*WHAT IS REQUIRED*
Please transcribe every record below exactly as it appears.

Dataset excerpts
● ● ● ● ● ● ●
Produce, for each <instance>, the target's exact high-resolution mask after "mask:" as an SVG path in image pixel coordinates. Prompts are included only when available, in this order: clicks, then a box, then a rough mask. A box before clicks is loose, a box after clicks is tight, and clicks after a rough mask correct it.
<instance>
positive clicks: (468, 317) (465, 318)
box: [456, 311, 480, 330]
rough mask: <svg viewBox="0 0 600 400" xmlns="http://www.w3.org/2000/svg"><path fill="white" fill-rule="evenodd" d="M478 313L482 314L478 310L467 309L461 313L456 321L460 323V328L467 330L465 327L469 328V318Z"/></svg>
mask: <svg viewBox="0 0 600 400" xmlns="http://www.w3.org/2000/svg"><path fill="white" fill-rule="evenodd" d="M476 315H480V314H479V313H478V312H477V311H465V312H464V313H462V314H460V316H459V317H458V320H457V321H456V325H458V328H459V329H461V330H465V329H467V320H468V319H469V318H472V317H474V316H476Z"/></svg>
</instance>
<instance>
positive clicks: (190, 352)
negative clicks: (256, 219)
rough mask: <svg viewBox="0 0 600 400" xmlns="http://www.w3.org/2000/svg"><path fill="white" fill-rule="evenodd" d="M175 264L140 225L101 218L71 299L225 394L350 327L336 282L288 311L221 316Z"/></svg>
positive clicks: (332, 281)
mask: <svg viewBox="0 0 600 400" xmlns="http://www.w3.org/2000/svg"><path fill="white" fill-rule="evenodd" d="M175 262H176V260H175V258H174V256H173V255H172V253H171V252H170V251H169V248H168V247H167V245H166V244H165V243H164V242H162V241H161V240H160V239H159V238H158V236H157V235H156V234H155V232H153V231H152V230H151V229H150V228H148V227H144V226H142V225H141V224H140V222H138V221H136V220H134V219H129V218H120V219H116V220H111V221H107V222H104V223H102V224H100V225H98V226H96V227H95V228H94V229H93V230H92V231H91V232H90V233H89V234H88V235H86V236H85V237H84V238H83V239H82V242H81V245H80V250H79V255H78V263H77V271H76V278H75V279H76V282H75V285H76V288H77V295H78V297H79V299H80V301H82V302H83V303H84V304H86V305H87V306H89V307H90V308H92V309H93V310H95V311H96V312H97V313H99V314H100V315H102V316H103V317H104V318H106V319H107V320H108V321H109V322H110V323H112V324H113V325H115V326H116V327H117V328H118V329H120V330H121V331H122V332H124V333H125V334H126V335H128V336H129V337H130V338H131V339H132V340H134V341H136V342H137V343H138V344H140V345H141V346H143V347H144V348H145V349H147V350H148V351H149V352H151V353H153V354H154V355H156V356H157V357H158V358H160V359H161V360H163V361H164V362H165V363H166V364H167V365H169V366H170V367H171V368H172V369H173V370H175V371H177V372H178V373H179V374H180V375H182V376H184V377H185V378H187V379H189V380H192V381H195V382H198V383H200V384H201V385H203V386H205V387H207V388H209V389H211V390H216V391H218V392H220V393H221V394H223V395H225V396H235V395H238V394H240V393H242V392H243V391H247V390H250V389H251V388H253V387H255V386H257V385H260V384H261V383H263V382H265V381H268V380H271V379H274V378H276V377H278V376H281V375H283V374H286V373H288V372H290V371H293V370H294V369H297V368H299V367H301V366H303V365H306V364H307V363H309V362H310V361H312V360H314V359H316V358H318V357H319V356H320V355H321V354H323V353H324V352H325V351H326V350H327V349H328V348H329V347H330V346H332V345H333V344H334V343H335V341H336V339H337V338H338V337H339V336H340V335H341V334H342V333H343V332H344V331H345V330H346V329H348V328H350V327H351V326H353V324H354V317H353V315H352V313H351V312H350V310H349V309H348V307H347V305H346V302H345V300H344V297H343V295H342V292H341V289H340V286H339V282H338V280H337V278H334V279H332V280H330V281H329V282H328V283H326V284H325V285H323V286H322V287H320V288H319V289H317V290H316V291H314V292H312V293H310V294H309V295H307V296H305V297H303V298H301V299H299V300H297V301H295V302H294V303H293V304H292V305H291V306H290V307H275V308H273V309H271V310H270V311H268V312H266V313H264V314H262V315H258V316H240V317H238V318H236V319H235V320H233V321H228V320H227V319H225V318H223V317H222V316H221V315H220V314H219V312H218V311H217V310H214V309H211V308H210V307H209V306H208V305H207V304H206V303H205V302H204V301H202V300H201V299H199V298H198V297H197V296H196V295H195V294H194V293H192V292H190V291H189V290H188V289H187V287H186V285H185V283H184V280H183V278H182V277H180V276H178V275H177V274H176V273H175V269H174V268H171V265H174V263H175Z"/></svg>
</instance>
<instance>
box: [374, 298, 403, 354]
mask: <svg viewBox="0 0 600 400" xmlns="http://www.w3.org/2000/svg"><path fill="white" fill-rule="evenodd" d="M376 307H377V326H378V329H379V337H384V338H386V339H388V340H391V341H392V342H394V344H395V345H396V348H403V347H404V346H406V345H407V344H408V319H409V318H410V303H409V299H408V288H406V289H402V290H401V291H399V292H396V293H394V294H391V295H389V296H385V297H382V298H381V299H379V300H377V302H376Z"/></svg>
● ● ● ● ● ● ●
*PROBLEM SOLUTION*
Produce, for each <instance>, the target's exact high-resolution mask after "mask:" as an SVG path in image pixel coordinates. Prompts are included only when available, in this order: clicks, then a box, then a rough mask. A box before clicks is loose, a box after clicks is tight, and clicks after a rough mask correct it.
<instance>
positive clicks: (468, 317) (465, 318)
box: [456, 311, 480, 330]
rough mask: <svg viewBox="0 0 600 400" xmlns="http://www.w3.org/2000/svg"><path fill="white" fill-rule="evenodd" d="M478 313L482 314L478 310L467 309L461 313L456 321L460 323V328L467 330L465 327L469 328V318Z"/></svg>
mask: <svg viewBox="0 0 600 400" xmlns="http://www.w3.org/2000/svg"><path fill="white" fill-rule="evenodd" d="M476 315H480V314H479V313H478V312H477V311H465V312H464V313H462V314H460V316H459V317H458V320H457V321H456V325H458V328H459V329H461V330H465V329H467V320H468V319H469V318H472V317H474V316H476Z"/></svg>
</instance>
<instance>
positive clicks: (190, 352)
negative clicks: (256, 219)
rough mask: <svg viewBox="0 0 600 400" xmlns="http://www.w3.org/2000/svg"><path fill="white" fill-rule="evenodd" d="M175 264L140 225L101 218L71 299L225 394L350 327L336 282L288 311L221 316Z"/></svg>
positive clicks: (332, 281)
mask: <svg viewBox="0 0 600 400" xmlns="http://www.w3.org/2000/svg"><path fill="white" fill-rule="evenodd" d="M175 262H176V260H175V258H174V256H173V255H172V253H171V252H170V251H169V248H168V247H167V245H166V244H165V243H164V242H162V241H161V240H160V239H159V238H158V236H157V235H156V234H155V232H153V231H152V230H151V229H150V228H148V227H144V226H142V225H141V224H140V222H138V221H136V220H134V219H129V218H120V219H116V220H111V221H107V222H104V223H102V224H100V225H98V226H96V227H95V228H94V229H93V230H92V231H91V232H90V233H89V234H88V235H86V236H85V237H84V238H83V239H82V242H81V245H80V250H79V255H78V263H77V271H76V278H75V279H76V282H75V285H76V288H77V295H78V297H79V299H80V301H82V302H83V303H84V304H86V305H87V306H89V307H90V308H92V309H93V310H95V311H96V312H97V313H99V314H100V315H102V316H103V317H104V318H106V319H107V320H108V321H109V322H110V323H112V324H113V325H115V326H116V327H117V328H118V329H120V330H121V331H122V332H124V333H125V334H126V335H128V336H129V337H130V338H131V339H132V340H134V341H136V342H137V343H138V344H140V345H141V346H143V347H144V348H145V349H147V350H148V351H149V352H151V353H153V354H154V355H156V356H157V357H158V358H160V359H161V360H163V361H164V362H165V363H166V364H167V365H169V366H170V367H171V368H172V369H173V370H175V371H177V372H178V373H179V374H180V375H182V376H184V377H185V378H187V379H189V380H192V381H195V382H198V383H200V384H201V385H203V386H205V387H207V388H209V389H211V390H216V391H218V392H220V393H221V394H223V395H225V396H235V395H238V394H240V393H242V392H243V391H247V390H250V389H251V388H253V387H255V386H257V385H260V384H261V383H263V382H265V381H268V380H271V379H274V378H276V377H278V376H281V375H283V374H286V373H288V372H290V371H293V370H294V369H297V368H299V367H301V366H303V365H306V364H307V363H309V362H310V361H312V360H314V359H316V358H318V357H319V356H320V355H321V354H323V353H324V352H325V351H326V350H327V349H328V348H329V347H330V346H332V345H333V344H334V343H335V341H336V339H337V338H338V337H339V336H340V335H341V334H342V333H343V332H344V331H345V330H346V329H348V328H350V327H351V326H353V324H354V317H353V315H352V313H351V312H350V310H349V309H348V307H347V305H346V302H345V300H344V297H343V295H342V292H341V289H340V286H339V282H338V280H337V278H334V279H332V280H330V281H329V282H328V283H326V284H325V285H323V286H322V287H320V288H319V289H317V290H316V291H314V292H312V293H310V294H309V295H307V296H305V297H303V298H301V299H299V300H297V301H295V302H294V303H293V304H292V305H291V306H290V307H275V308H273V309H271V310H270V311H268V312H266V313H264V314H262V315H258V316H240V317H238V318H236V319H235V320H233V321H228V320H227V319H225V318H223V317H222V316H221V315H220V314H219V312H218V311H217V310H214V309H211V308H210V307H209V306H208V305H207V304H206V303H205V302H204V301H202V300H201V299H199V298H198V297H197V296H196V295H195V294H194V293H192V292H190V291H189V290H188V289H187V287H186V285H185V283H184V280H183V278H182V277H180V276H178V275H177V274H176V273H175V269H174V268H171V265H174V263H175Z"/></svg>
</instance>
<instance>
box: [374, 298, 403, 354]
mask: <svg viewBox="0 0 600 400" xmlns="http://www.w3.org/2000/svg"><path fill="white" fill-rule="evenodd" d="M376 307H377V326H378V329H379V337H384V338H386V339H388V340H391V341H392V342H394V344H395V345H396V348H403V347H404V346H406V345H407V344H408V319H409V318H410V303H409V299H408V288H406V289H402V290H401V291H399V292H396V293H394V294H391V295H389V296H385V297H382V298H381V299H379V300H377V302H376Z"/></svg>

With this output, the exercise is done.